STATED EXERCISE » Retype, word for word, the line containing "Q: Where is a point on each instance of the television" and every line after it to the end. Skip pictures.

DATA FOR THIS TASK »
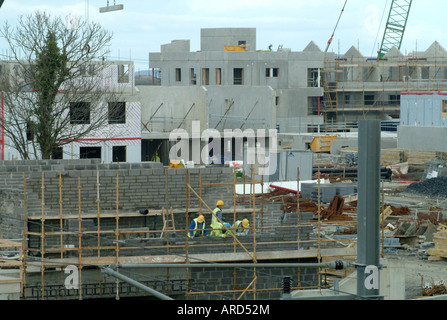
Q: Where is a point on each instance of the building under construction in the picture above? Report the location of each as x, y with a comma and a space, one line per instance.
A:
67, 218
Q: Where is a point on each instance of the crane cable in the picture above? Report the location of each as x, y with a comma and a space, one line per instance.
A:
378, 30
333, 32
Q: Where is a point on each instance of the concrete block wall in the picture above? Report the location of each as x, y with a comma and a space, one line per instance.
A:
207, 280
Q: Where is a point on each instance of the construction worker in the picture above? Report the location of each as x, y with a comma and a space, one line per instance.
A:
197, 228
216, 223
241, 227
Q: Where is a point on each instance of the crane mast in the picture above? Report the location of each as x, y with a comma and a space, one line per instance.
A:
395, 26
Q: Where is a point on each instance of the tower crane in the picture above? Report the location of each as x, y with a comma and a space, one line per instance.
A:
395, 26
333, 32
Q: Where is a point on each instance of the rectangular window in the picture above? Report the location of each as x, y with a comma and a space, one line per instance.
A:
368, 99
205, 76
347, 98
313, 78
238, 76
178, 74
394, 99
123, 73
119, 153
271, 72
193, 75
57, 154
444, 109
218, 76
90, 152
117, 112
79, 113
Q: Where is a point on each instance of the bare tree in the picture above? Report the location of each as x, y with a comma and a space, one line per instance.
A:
58, 86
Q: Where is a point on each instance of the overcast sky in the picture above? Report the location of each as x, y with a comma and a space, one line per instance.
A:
145, 25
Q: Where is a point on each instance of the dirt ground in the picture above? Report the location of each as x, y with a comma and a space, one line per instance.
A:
420, 272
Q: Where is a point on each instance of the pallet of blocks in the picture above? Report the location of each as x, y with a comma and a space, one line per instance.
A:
440, 240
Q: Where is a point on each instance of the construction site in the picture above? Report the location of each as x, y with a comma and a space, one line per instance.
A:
105, 221
354, 192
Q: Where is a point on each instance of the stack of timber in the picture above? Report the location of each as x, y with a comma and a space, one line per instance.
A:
440, 240
392, 156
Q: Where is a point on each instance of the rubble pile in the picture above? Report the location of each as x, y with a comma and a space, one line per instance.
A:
434, 188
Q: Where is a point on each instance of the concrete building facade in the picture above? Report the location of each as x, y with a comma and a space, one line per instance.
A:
117, 139
229, 84
423, 123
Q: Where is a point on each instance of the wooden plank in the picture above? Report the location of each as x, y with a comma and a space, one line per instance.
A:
133, 214
9, 244
199, 258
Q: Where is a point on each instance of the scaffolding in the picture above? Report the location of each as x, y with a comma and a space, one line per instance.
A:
355, 85
55, 246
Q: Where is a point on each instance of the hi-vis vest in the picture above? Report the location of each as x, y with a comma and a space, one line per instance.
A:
214, 219
195, 229
239, 224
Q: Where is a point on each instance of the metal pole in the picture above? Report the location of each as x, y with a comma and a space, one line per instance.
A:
337, 265
368, 207
118, 275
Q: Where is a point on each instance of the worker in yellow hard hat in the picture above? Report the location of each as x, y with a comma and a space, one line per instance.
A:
241, 227
197, 228
217, 220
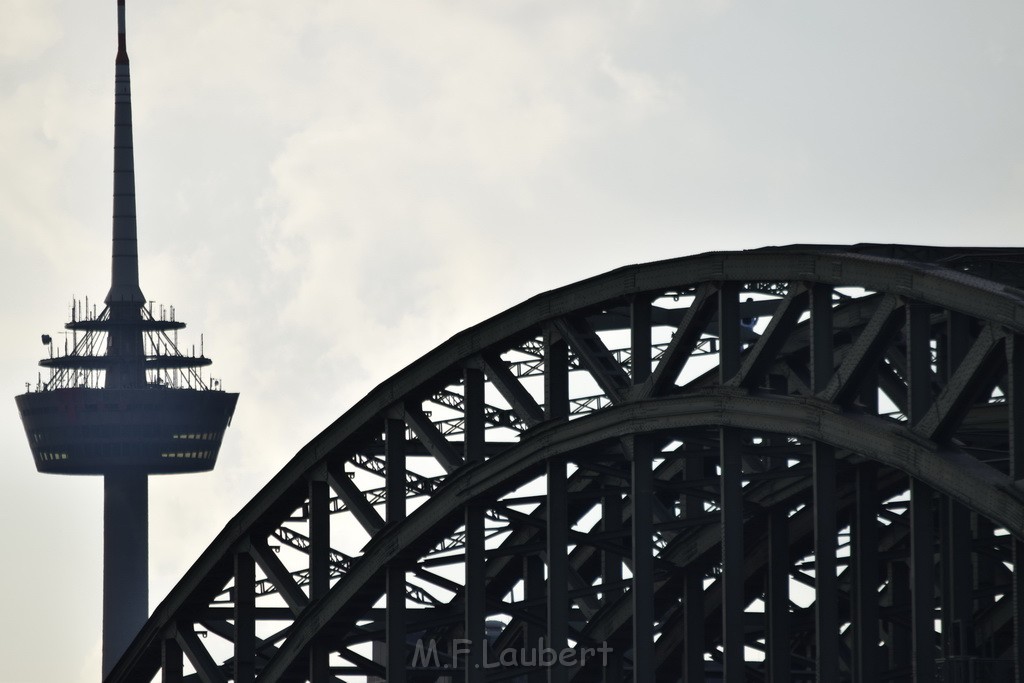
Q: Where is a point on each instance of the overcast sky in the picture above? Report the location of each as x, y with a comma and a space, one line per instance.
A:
329, 189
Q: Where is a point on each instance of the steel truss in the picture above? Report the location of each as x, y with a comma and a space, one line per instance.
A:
781, 465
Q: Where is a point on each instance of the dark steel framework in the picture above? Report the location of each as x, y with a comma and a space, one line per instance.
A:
781, 465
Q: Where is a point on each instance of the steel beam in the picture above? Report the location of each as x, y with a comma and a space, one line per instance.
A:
171, 662
640, 338
642, 496
694, 635
556, 376
864, 555
778, 656
825, 582
320, 567
394, 444
126, 561
245, 617
475, 563
919, 360
557, 535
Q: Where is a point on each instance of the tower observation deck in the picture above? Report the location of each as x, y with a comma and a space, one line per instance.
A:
122, 401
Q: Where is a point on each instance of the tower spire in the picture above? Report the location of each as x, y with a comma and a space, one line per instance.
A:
124, 268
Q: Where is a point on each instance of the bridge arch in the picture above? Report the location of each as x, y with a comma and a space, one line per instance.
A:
766, 465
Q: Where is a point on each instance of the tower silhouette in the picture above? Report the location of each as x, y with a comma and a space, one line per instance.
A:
122, 401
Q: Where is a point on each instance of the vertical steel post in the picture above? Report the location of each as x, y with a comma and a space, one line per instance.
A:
558, 598
823, 479
1015, 400
731, 497
919, 353
126, 561
245, 617
556, 376
826, 584
777, 645
535, 594
957, 567
693, 602
320, 567
394, 453
171, 662
475, 563
611, 571
640, 338
642, 495
864, 556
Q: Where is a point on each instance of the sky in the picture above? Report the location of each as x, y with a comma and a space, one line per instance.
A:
329, 189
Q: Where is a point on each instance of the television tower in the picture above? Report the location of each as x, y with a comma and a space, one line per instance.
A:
122, 401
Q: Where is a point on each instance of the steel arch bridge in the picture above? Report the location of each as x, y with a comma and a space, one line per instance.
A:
787, 464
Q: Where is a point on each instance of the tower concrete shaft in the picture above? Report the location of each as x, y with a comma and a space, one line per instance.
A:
124, 402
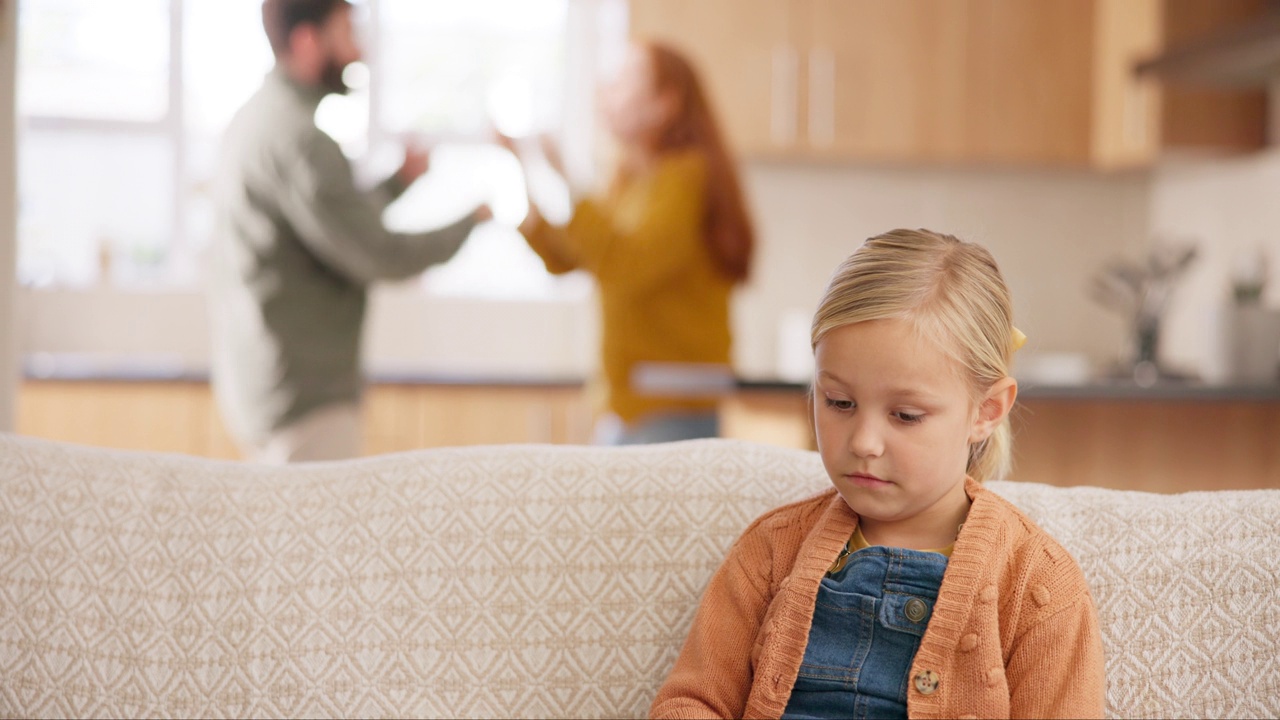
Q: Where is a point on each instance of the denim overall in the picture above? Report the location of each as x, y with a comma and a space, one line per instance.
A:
867, 627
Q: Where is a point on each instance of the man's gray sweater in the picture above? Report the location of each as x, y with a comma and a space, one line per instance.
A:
296, 247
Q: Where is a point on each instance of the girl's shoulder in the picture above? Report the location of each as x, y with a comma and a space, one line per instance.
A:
1032, 563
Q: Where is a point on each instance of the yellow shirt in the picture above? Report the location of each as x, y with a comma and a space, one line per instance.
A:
858, 542
662, 297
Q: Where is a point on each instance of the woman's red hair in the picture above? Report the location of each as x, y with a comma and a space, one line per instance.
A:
728, 228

FINISHED ANSWER »
Q: Where is a point on each instance of the television tower in the picture above? Report the location of each as x, y with a comma and a space, one line per instance.
A:
122, 401
Q: Where is a point on each instance of the steel arch bridge in the picture above? Report the location of each as x, y with a comma and a space, one line per instance.
A:
787, 464
Q: Where is a point on each instance of the tower concrete shaft in the picture above? Report the location of each as x, y with a comma and a space, one line per instance.
A:
124, 402
Q: Where is a point on each instance of the denim overall in the picture above? Report the location of each as x, y with a comma and a space, one line per instance.
A:
867, 627
Q: Where is a point on each instance of the man's gray sweater in the picture above? Report the location of each as x, y with a comma and a space, one line per instance.
A:
296, 247
Q: Where is a point on each instance of the girl's shoulder in the picture above? Report the location of each as x, y with a comma and a space, one line per instance.
A:
1032, 563
Q: Where is a point on each instance of the yellow shirt in the picture above? Report the location of each as x, y with a comma and a space, one line per instance.
A:
858, 542
662, 297
Q: Where is a point on each instance of the woman's red hair in the picture above? Report the location of each as x, y with a comma and a space, one line per instance.
A:
728, 228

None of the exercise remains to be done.